- _WRITTEN REQUEST A_
Quote the update step parameters section word for word, from "kind (string, optional)" to "only this field.".
- _WRITTEN REQUEST B_
In the update step parameters section, how many fields can be specified in messageFields?

- _DOCUMENT SECTION_
....

When two updaters are of the same kind, and read and write the same fields then updates should be performed in the listed order.

UpdateStep and InitialUpdateStep Parameters

kind (string, optional)

What type of update step (and therefore updater and fields) are being used. If regular fields and updaters, then this attribute can be ommitted. If CrossDev fields and updaters are being used then this should be fldSlbUpdateStepCrossDev`

updaters (string vector, required)

Names of updaters to be executed during this step.

messageFields (string vector)

Name of the field to be messaged. Parallel processing often requires that domain boundary fields be messaged between processors. Only one field can be specified. Typically it is one of the updater’s writeFields. The dummyUpdater can be used if more than one writeField should be messaged. Periodic boundary conditions will also be applied to only this field.

toDtFrac (float, required)

Updates the updaters to either the same time, or to the half-way time.

alsoAfterRestore (optional, default = false)

Specifies whether to perform this update step when restoring from a dump. This is handy, for example, for nodal fields, which can be easily computed from the Yee fields. One of:

  • true

  • false

Example Update Step Block Using the nodalE field in the MessageFields Parameter

<UpdateStep  step08>
  kind = fldSlbUpdateStepCrossDev
  toDtFrac = 1.0
  messageFields = [nodalE]
  updaters = [plasmaDielectric]
</UpdateStep>

....

- _MATERIAL SUPPLIED_
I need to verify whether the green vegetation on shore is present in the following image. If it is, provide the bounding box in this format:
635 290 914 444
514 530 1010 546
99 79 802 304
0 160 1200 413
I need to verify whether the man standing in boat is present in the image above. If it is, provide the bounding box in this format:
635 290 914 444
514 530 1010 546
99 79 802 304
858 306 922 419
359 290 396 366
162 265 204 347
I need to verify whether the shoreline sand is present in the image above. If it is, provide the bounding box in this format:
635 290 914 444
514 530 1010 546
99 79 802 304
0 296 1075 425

....

- _EXPECTED ANSWER A_
kind (string, optional)

What type of update step (and therefore updater and fields) are being used. If regular fields and updaters, then this attribute can be ommitted. If CrossDev fields and updaters are being used then this should be fldSlbUpdateStepCrossDev`

updaters (string vector, required)

Names of updaters to be executed during this step.

messageFields (string vector)

Name of the field to be messaged. Parallel processing often requires that domain boundary fields be messaged between processors. Only one field can be specified. Typically it is one of the updater’s writeFields. The dummyUpdater can be used if more than one writeField should be messaged. Periodic boundary conditions will also be applied to only this field.

- _EXPECTED ANSWER B_
Only one field can be specified.